• **The request**
Starting at the line that contains "Reviewer note: every instance of the white paper", print every remaining line of the entries, unchanged, and output nothing more.
--- BEGIN Information given ---
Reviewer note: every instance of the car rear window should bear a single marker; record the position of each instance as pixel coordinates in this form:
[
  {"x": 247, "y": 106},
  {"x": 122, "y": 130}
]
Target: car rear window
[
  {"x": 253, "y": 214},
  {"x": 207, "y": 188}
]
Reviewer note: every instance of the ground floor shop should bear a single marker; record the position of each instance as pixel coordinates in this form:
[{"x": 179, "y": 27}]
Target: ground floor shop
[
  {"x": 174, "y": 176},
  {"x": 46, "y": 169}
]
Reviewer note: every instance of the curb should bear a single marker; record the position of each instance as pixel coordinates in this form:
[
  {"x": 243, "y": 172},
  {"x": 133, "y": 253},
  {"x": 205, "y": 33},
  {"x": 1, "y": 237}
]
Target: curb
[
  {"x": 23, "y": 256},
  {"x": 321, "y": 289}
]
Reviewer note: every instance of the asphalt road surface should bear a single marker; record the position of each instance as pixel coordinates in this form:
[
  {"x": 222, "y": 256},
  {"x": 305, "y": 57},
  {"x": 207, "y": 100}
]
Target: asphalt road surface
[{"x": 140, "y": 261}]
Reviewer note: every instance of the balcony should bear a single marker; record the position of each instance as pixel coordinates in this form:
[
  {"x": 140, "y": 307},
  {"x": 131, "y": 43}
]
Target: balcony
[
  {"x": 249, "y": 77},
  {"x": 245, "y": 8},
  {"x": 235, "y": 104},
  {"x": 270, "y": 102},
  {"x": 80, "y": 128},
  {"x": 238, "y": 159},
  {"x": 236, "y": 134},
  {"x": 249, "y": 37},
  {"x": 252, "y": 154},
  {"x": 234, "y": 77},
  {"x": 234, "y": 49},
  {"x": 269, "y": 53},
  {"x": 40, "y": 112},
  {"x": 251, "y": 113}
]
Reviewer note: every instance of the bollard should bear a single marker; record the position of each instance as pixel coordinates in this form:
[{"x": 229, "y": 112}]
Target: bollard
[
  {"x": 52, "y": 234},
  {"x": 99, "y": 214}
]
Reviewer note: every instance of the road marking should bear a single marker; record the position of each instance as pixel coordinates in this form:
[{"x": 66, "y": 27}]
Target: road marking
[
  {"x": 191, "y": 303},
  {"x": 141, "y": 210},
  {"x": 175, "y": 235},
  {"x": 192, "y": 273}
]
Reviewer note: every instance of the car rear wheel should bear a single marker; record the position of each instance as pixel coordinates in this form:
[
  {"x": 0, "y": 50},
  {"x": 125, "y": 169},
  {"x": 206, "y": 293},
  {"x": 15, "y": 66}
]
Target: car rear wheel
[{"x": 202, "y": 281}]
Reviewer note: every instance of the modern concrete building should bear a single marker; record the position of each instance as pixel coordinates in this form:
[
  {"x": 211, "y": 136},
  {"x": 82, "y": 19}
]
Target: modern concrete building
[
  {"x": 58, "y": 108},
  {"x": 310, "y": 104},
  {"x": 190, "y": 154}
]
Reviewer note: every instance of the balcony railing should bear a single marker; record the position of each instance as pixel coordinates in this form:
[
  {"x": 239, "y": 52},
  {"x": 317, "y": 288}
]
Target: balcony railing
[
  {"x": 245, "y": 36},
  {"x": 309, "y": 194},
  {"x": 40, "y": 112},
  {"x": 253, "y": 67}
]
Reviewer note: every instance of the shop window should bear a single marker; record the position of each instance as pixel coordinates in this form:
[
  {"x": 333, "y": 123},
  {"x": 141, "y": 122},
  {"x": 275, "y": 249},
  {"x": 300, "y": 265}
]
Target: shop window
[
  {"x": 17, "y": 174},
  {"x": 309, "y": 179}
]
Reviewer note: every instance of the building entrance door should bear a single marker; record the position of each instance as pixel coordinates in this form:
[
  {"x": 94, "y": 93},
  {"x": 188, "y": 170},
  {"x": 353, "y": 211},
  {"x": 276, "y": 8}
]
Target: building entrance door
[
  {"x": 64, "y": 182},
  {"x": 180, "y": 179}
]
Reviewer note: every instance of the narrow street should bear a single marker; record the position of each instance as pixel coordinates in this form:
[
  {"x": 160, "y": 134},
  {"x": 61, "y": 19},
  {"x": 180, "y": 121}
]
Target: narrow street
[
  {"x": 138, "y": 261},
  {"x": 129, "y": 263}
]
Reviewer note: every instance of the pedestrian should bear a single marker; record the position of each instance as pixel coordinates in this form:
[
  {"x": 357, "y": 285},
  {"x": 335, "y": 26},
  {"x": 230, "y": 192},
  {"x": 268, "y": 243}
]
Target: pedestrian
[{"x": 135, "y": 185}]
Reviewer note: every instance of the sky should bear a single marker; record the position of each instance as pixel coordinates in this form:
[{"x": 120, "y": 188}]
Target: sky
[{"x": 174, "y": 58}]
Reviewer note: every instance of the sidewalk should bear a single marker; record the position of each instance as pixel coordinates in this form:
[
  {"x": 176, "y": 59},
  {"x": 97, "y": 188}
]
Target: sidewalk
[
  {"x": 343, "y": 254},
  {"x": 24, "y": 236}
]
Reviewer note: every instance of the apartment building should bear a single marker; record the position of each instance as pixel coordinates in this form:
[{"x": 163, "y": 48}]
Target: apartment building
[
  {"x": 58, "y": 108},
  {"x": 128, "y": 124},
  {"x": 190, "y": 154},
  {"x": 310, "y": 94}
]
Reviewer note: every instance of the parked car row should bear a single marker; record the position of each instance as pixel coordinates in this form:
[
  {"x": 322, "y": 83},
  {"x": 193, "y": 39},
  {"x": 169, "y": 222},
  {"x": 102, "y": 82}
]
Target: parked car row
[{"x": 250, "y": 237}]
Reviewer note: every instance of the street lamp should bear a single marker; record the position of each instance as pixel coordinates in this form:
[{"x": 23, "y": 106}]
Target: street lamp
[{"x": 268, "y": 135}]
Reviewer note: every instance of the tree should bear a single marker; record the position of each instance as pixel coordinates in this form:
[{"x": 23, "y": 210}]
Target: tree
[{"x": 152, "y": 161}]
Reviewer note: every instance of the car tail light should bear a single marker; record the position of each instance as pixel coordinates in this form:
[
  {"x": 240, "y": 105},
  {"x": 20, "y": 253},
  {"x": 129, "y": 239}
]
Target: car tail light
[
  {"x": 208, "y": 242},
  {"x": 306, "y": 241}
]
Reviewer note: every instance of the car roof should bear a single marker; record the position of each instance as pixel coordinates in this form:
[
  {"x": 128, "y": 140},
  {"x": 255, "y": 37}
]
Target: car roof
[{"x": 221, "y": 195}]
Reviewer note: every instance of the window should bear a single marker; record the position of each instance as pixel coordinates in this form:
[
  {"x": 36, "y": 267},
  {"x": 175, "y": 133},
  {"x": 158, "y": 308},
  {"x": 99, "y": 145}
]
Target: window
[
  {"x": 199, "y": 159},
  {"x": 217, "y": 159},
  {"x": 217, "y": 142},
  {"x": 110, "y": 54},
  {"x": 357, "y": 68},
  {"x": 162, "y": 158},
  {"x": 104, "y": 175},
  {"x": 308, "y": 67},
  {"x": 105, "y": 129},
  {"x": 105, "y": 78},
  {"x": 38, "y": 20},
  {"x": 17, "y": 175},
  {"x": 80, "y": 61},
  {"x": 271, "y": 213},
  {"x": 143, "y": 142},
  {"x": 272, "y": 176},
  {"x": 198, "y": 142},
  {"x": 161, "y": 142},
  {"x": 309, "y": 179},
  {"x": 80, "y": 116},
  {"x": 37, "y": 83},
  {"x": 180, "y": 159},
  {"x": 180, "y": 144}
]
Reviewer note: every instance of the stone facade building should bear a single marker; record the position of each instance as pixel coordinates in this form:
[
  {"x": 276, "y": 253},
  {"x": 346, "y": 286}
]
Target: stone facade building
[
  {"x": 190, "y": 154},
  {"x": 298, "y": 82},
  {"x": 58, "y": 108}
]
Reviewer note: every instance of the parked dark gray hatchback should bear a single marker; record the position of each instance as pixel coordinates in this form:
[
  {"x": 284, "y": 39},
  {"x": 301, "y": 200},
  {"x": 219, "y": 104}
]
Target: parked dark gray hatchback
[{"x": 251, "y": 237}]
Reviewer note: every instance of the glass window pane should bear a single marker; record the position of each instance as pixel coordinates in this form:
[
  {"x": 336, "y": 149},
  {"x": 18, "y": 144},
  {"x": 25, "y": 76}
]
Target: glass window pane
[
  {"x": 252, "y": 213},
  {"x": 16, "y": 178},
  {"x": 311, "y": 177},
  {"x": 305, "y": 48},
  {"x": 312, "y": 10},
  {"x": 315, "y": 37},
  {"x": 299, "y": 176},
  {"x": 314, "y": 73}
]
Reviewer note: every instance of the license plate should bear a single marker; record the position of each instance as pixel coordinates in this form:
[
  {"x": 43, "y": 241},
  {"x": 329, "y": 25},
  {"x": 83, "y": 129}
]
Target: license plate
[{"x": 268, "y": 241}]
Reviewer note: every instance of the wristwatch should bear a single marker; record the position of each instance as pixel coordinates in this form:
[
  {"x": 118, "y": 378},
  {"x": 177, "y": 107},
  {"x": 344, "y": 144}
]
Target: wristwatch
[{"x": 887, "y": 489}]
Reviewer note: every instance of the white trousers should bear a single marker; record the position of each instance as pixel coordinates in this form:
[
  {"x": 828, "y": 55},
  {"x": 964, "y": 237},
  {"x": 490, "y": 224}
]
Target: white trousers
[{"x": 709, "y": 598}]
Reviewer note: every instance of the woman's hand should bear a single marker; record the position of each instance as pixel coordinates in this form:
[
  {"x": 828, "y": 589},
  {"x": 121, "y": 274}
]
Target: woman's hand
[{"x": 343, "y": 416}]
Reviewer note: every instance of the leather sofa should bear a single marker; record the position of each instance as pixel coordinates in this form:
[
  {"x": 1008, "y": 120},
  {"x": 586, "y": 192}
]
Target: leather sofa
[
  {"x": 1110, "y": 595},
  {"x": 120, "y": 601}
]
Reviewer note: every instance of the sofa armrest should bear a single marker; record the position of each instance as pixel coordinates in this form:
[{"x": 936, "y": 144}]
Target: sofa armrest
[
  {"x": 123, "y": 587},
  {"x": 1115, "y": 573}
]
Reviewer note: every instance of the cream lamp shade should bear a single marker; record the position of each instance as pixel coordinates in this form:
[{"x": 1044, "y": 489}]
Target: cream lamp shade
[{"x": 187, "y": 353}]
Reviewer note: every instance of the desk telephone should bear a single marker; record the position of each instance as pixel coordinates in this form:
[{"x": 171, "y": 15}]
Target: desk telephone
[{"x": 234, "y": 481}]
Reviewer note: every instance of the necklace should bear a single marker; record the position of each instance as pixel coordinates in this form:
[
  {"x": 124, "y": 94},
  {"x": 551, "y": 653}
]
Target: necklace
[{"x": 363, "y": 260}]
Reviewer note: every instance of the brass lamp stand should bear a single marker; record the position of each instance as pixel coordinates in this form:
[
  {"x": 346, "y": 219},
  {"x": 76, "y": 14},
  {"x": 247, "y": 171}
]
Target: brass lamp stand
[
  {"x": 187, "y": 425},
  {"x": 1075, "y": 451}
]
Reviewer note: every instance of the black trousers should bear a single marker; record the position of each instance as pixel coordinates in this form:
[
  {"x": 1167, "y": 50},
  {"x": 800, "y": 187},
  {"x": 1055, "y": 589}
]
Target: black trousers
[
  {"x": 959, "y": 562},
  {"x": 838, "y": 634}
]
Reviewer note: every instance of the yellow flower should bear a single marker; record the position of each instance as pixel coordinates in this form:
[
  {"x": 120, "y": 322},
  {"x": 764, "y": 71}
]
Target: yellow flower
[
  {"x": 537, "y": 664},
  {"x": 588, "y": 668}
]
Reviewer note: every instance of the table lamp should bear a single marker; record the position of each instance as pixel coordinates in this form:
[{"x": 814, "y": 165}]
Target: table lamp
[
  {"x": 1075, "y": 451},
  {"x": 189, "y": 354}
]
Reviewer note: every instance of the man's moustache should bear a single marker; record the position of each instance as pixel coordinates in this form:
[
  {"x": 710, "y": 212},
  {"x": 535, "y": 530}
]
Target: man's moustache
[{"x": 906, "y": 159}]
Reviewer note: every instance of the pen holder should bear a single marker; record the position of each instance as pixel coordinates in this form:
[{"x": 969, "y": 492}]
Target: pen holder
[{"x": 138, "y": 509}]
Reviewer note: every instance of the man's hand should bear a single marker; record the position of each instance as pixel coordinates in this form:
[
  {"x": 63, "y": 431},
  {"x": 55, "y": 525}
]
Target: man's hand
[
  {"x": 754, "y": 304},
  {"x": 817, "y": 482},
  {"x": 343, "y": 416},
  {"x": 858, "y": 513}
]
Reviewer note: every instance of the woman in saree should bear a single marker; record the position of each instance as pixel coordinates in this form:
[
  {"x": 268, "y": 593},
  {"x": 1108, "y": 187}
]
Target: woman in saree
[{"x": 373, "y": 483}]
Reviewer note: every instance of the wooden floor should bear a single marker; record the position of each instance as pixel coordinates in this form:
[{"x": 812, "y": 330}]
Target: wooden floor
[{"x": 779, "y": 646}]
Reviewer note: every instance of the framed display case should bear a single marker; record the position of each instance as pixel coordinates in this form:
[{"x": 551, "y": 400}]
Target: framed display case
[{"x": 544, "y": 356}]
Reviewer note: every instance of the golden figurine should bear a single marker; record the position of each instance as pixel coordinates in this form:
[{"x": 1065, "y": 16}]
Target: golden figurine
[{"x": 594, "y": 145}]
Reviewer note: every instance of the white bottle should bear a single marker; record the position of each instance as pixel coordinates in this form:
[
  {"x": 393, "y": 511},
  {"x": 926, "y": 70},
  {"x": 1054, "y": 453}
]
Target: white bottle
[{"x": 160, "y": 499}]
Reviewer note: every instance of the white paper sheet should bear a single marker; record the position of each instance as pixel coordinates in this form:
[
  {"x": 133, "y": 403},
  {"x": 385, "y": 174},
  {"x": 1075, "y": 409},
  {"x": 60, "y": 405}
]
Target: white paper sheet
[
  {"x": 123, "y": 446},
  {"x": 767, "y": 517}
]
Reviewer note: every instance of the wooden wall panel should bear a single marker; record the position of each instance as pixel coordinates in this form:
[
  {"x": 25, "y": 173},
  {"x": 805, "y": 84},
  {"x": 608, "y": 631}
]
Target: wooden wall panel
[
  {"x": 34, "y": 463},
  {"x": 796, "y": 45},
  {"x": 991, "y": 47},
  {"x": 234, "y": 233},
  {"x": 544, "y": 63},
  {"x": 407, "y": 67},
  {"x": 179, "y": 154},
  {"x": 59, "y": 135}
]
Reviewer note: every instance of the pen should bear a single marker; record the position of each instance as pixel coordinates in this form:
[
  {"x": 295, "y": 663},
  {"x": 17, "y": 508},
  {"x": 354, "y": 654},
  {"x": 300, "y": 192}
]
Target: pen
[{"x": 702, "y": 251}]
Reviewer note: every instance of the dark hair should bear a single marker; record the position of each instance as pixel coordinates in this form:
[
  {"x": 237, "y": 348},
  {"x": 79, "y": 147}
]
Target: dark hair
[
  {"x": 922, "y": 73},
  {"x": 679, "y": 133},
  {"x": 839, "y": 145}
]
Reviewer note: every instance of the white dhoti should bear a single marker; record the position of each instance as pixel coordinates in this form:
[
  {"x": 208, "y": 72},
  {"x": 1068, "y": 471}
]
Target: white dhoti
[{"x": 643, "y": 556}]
--- END Information given ---
• **Result**
Reviewer note: every instance of the white paper sheet should bear a single marker; record the position of each instance as pixel coordinates in this form:
[
  {"x": 133, "y": 403},
  {"x": 385, "y": 174},
  {"x": 1075, "y": 409},
  {"x": 60, "y": 405}
]
Target: white paper sheet
[
  {"x": 123, "y": 446},
  {"x": 767, "y": 517}
]
Reviewer note: every instance of the wooden wall panel should bear a single marker; record the position of each instance as pixel coordinates in this form:
[
  {"x": 25, "y": 173},
  {"x": 805, "y": 84},
  {"x": 608, "y": 631}
]
Target: wooden wall panel
[
  {"x": 34, "y": 463},
  {"x": 796, "y": 45},
  {"x": 991, "y": 47},
  {"x": 234, "y": 233},
  {"x": 544, "y": 63},
  {"x": 407, "y": 67},
  {"x": 179, "y": 154},
  {"x": 59, "y": 135}
]
Reviewer note: every instance of the pen should bear a single marker; record the position of each instance as pixel coordinates in this form:
[
  {"x": 295, "y": 663},
  {"x": 17, "y": 508},
  {"x": 354, "y": 654},
  {"x": 300, "y": 192}
]
Target: pen
[{"x": 702, "y": 251}]
Reviewer note: every instance of the dark hair should bear a single marker; record the position of each instance as pixel coordinates in this form:
[
  {"x": 237, "y": 348},
  {"x": 79, "y": 147}
]
Target: dark hair
[
  {"x": 922, "y": 73},
  {"x": 679, "y": 133},
  {"x": 839, "y": 145}
]
Reviewer note: every instance of the white dhoti should bear a single marker; record the position of each instance as pixel coordinates in this form:
[
  {"x": 208, "y": 72},
  {"x": 1068, "y": 471}
]
Target: white dhoti
[{"x": 643, "y": 556}]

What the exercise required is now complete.